### Passage fourni:
De nouvelles données scientifiques ont également été
considérées dans l’analyse de l’information. En 2001, le Conseil canadien
des ministres de l’Environnement (CCME) a en effet publié ses
recommandations pour les teneurs limites en dioxines et furannes des sols
agricoles. Au cours de l’année 2002, l’USEPA a pour sa part déposé une
nouvelle analyse de risque sur les dioxines et furannes pour la valorisation
agricole de boues municipales. Cette même année, le National Academy of
Science des États-Unis a en outre réévalué l’ensemble des critères
américains pour la valorisation agricole des boues municipales (NAS, 2002).
Suite à l’analyse des informations, les principaux éléments
qui ressortent sont les suivants :
Individu
fortement exposé (IFE)

### Tâches demandées:
• a. Relevez tous les organismes cités dans le passage ci-dessus.
• b. Modifiez, s'il vous plaît, le passage ci-dessus en le reprenant à partir de l'endroit où figurent les mots « De nouvelles données » et en vous arrêtant après « fortement exposé (IFE) », en remplaçant « dioxines et furannes » par « BPC ».

### Extrait de données:
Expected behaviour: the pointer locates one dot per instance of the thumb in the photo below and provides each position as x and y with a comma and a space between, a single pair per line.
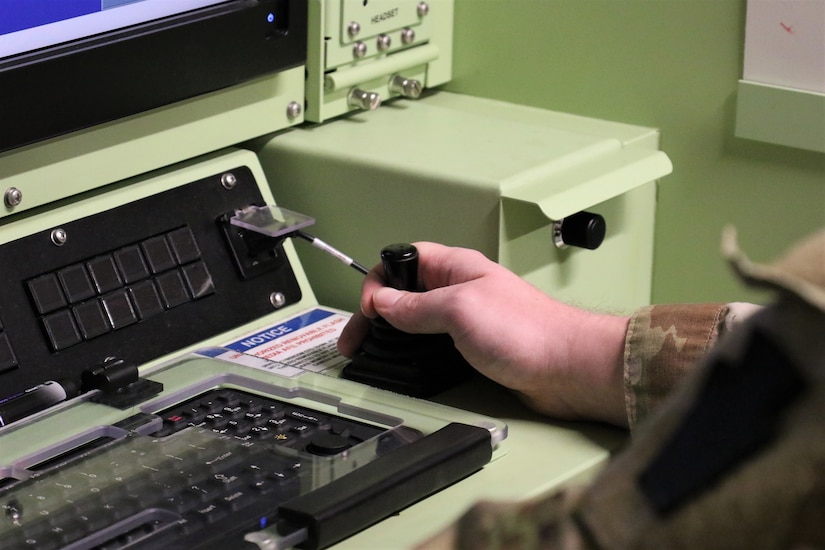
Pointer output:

### Réponses par tâche:
• a.
- Conseil canadien des ministres de l’Environnement (CCME)
- USEPA
- National Academy of Science des États-Unis (NAS)

• b.
De nouvelles données scientifiques ont également été
considérées dans l’analyse de l’information. En 2001, le Conseil canadien
des ministres de l’Environnement (CCME) a en effet publié ses
recommandations pour les teneurs limites en BPC des sols
agricoles. Au cours de l’année 2002, l’USEPA a pour sa part déposé une
nouvelle analyse de risque sur les BPC pour la valorisation
agricole de boues municipales. Cette même année, le National Academy of
Science des États-Unis a en outre réévalué l’ensemble des critères
américains pour la valorisation agricole des boues municipales (NAS, 2002).
Suite à l’analyse des informations, les principaux éléments
qui ressortent sont les suivants :
Individu
fortement exposé (IFE)